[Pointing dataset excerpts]
▼▼▼

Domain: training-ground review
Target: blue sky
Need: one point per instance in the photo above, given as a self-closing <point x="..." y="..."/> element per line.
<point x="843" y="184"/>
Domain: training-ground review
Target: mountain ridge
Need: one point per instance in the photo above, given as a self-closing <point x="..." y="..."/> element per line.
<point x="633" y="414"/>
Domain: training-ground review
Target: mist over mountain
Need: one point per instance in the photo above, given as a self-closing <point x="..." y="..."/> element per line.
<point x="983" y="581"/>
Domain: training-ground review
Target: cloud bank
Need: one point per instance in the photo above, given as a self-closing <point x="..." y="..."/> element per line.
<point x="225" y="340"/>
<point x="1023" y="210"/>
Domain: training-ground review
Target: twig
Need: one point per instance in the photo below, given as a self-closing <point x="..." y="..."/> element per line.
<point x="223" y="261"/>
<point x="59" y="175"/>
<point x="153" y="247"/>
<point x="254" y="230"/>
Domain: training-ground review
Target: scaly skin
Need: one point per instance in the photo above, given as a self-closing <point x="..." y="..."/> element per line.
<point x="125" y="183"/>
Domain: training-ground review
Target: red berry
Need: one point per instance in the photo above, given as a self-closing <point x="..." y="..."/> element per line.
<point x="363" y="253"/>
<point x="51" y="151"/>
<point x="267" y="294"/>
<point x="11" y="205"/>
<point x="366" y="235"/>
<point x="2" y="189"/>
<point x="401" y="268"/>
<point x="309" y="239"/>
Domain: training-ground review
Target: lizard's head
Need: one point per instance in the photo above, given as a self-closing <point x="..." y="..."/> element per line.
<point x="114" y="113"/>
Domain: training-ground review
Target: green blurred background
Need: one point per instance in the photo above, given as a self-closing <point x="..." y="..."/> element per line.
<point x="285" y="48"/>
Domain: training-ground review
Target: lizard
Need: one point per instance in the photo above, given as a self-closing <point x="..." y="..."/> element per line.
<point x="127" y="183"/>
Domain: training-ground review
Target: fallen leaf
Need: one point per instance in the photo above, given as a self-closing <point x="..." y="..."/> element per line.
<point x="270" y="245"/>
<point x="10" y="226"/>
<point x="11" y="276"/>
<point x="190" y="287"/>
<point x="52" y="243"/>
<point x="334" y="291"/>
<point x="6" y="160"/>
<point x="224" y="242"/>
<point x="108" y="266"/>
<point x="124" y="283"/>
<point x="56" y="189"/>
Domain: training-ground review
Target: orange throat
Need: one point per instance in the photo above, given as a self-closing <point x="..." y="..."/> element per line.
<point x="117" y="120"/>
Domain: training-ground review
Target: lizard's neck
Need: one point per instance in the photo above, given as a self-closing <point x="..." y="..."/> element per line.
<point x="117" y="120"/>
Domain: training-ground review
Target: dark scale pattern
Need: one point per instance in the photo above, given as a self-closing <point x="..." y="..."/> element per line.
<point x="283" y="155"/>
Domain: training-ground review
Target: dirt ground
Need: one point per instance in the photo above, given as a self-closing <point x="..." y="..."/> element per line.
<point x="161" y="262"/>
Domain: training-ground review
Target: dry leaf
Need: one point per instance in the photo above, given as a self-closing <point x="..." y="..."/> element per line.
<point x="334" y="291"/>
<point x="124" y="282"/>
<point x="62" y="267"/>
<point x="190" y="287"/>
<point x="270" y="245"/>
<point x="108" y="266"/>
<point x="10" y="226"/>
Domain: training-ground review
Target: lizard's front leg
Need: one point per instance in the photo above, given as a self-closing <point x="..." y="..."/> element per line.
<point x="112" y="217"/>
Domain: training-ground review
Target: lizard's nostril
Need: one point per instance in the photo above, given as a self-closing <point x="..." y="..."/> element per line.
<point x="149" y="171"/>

▲▲▲

• _Your task_
Transcribe the material above word for word.

• _Task result_
Domain: training-ground review
Target: blue sky
Need: one point per instance in the photo above, given as a self-closing <point x="..." y="..."/> element per line.
<point x="843" y="184"/>
Domain: training-ground review
Target: mountain ridge
Need: one point per instance in the photo above, given as a self-closing <point x="..." y="..."/> element per line.
<point x="633" y="414"/>
Domain: training-ground review
Target: mist over mountain
Need: one point per instance in the photo above, given as a self-closing <point x="..." y="..."/> element per line.
<point x="983" y="581"/>
Domain: training-ground review
Target: cloud bank
Need: one point per instance in the photo above, given as a self-closing <point x="..." y="..."/> element per line.
<point x="225" y="340"/>
<point x="1023" y="210"/>
Domain: training-ground review
Target: twig
Need: one point per instance in the photo below, given as a self-closing <point x="..." y="..."/> element per line.
<point x="223" y="261"/>
<point x="59" y="175"/>
<point x="153" y="247"/>
<point x="254" y="230"/>
Domain: training-ground review
Target: scaly skin
Need: one point per instance in the photo above, given as a self-closing <point x="..." y="..."/> element per line.
<point x="125" y="183"/>
Domain: training-ground review
Target: red berry
Need: one point per instance in the photo above, given as a self-closing <point x="..." y="..."/> element per line.
<point x="363" y="253"/>
<point x="51" y="151"/>
<point x="267" y="294"/>
<point x="11" y="205"/>
<point x="366" y="235"/>
<point x="2" y="189"/>
<point x="401" y="268"/>
<point x="309" y="239"/>
Domain: training-ground review
Target: lizard's head
Need: one point per instance in the photo above, given as a self-closing <point x="..." y="..."/> element per line.
<point x="114" y="113"/>
Domain: training-ground review
Target: green blurred background
Need: one point per instance in the photo above, given as a self-closing <point x="..." y="..."/> element per line.
<point x="285" y="48"/>
Domain: training-ground review
Target: lizard
Need: one point per instance in the photo above, given as a self-closing <point x="..." y="..."/> element per line.
<point x="127" y="183"/>
Domain: training-ground review
Target: fallen leaf
Need: one point per instance in the photo above, given as a self-closing <point x="..." y="..."/> element per line.
<point x="270" y="245"/>
<point x="10" y="226"/>
<point x="11" y="276"/>
<point x="190" y="287"/>
<point x="52" y="243"/>
<point x="334" y="291"/>
<point x="6" y="160"/>
<point x="224" y="242"/>
<point x="108" y="266"/>
<point x="124" y="283"/>
<point x="56" y="189"/>
Domain: training-ground review
Target: orange throat
Need: one point per instance in the photo above, given as a self-closing <point x="..." y="..."/> element per line.
<point x="117" y="120"/>
Domain: training-ground review
Target: lizard's neck
Need: one point per instance in the photo above, given as a self-closing <point x="..." y="..."/> element per line.
<point x="117" y="120"/>
Domain: training-ground review
Target: dark scale pattern
Need: one point per instance in the photo above, given as a self-closing <point x="..." y="..."/> element per line.
<point x="283" y="155"/>
Domain: training-ground review
Target: dirt ground
Need: one point per instance in the photo above, given as a self-closing <point x="..." y="..."/> element per line.
<point x="161" y="262"/>
Domain: training-ground review
Target: dry leaf
Need: one point per instance in the photo above, given as a self-closing <point x="..." y="..."/> element per line.
<point x="334" y="291"/>
<point x="124" y="282"/>
<point x="62" y="267"/>
<point x="190" y="287"/>
<point x="270" y="245"/>
<point x="108" y="266"/>
<point x="10" y="226"/>
Domain: training-ground review
Target: lizard's front leg
Need: one point per instance in the photo above, given as a self-closing <point x="..." y="..."/> element per line.
<point x="112" y="217"/>
Domain: training-ground review
Target: lizard's nostril
Need: one point per instance in the photo above, given as a self-closing <point x="..." y="..."/> element per line.
<point x="149" y="171"/>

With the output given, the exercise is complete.